César Lévano, uno de los pocos sobrevivientes de la Edad del Plomo (cuando aún se imprimía con linotipia y letras de plomo), ha fallecido esta madrugada. Tuve la oportunidad de conversar algunas veces con él. Fueron deliciosas tertulias. Con sus virtudes y defectos, fue uno de los últimos periodistas de raza, de esos a los que les corre tinta por las venas. Fue una buena vida, intensa. En 2013 fui a visitarlo y conversamos de muchas cosas. Esta es la crónica que escribí entonces:

El periodismo, es un oficio, una profesión, un cajón de sastre donde se ejercen otras carreras, una pasión dicen algunos. Para César Lévano ha sido la vida misma: el movimiento obrero, los libros, Mariátegui, las torturas, las cárceles, las listas negras, su cojera legendaria… Natalia.

Datos de localización de puntos en imágenes
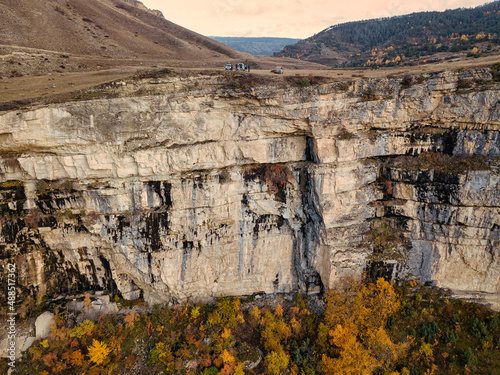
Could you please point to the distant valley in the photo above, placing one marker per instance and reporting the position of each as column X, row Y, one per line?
column 264, row 46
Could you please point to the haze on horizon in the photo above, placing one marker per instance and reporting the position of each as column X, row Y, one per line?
column 292, row 19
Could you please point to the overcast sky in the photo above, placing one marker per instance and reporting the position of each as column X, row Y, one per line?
column 292, row 18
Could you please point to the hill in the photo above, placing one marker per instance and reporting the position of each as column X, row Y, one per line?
column 256, row 46
column 103, row 29
column 411, row 38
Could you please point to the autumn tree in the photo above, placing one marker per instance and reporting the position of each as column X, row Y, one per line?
column 98, row 351
column 355, row 320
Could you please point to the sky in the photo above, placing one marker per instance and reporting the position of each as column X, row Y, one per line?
column 292, row 18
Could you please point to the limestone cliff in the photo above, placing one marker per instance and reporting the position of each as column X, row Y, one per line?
column 184, row 188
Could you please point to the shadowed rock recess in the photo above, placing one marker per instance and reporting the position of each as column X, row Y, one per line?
column 182, row 188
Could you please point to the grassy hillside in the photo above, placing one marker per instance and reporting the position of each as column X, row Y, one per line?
column 403, row 39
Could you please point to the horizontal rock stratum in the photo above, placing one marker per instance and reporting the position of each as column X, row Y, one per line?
column 185, row 188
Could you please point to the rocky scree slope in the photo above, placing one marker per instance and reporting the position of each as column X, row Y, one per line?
column 184, row 188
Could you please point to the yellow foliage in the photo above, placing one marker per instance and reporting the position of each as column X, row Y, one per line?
column 426, row 350
column 239, row 369
column 130, row 319
column 195, row 312
column 354, row 360
column 340, row 336
column 255, row 313
column 382, row 347
column 275, row 361
column 83, row 329
column 98, row 351
column 226, row 333
column 356, row 315
column 227, row 357
column 74, row 357
column 279, row 311
column 296, row 326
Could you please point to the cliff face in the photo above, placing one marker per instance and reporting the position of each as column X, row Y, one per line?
column 193, row 190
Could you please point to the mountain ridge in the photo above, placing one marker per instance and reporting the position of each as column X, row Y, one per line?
column 412, row 37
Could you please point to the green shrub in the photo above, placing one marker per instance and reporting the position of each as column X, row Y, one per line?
column 468, row 357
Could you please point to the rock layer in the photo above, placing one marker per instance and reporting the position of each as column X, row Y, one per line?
column 185, row 189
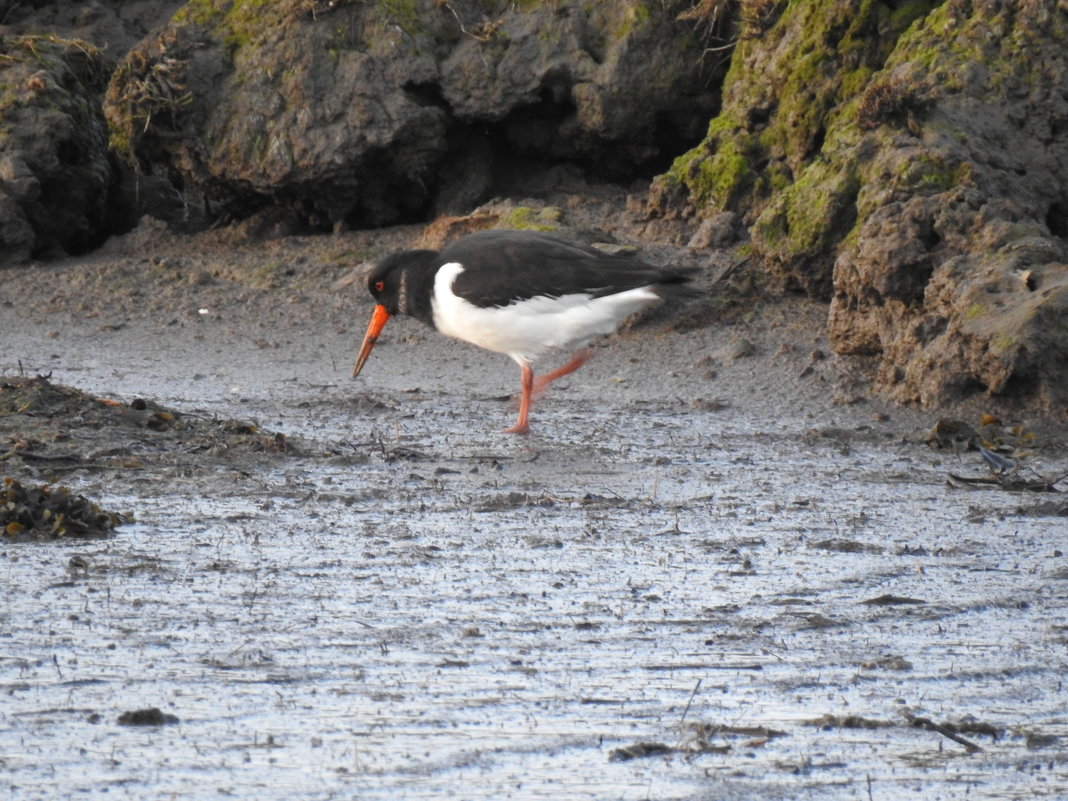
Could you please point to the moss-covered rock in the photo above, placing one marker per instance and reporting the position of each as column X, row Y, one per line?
column 359, row 112
column 55, row 172
column 909, row 161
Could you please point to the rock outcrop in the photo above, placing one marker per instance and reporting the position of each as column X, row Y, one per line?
column 910, row 163
column 366, row 113
column 55, row 167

_Requisito 1_:
Indique si cada afirmación concuerda con el texto sobre César Lévano, con sí o no y la cita literal que lo decide: (a) Lévano murió durante la madrugada. (b) El autor lo visitó en 2015. (c) El autor nunca llegó a conversar con Lévano.
_Requisito 2_:
Prosiga el texto sobre César Lévano a partir de su última oración.

_Resultado del ejercicio 1_:
(a) Sí: «ha fallecido esta madrugada». (b) No: «En 2013 fui a visitarlo». (c) No: «Tuve la oportunidad de conversar algunas veces con él».

_Resultado del ejercicio 2_:
Empezó de canillita muy niño, siguió de corrector de pruebas, redactor de notas cortas y así… hoy, cerca a los 88 años, sigue ejerciendo, desde sus artículos, la docencia y la dirección del diario La Primera (luego Uno), como en el primer día. Sin embargo, la convulsa biografía de Lévano, de la cual ya están preparando un libro, se puede definir como un recorrido donde, surrealmente, las ausencias estuvieron presentes. Mimetizado entre sus casi 30 mil libros, en su sencilla casa del Rímac, lo visitamos. Nos esperaba leyendo y escribiendo. No sabe hacer otra cosa.

PRIMERA AUSENCIA: La madre

Eran tres hermanos sobrevivientes, dos murieron muy pequeños. Los Lévano vivían por aquellos años en lo que ahora es la Calle Aljovín, y en ese entonces el Jr. Mapiri. “Una familia humilde, proletaria”, recuerda el maestro. Delfín Lévano, su padre, así como su abuelo Manuel Ccaraciolo, ambos panaderos, lucharon activamente por la jornada de las ocho horas con el movimiento obrero. El abuelo fue un patriarca sindical, logrando la constitución de muchos sindicatos: ferroviarios, portuarios, tranviarios, etc. “Manuel Acosta dijo una vez en una entrevista que le hizo Hildebrandt, que yo me parezco más a ‘caracholo’ que a Delfín, por la cara” y se ríe. Lévano siempre ríe.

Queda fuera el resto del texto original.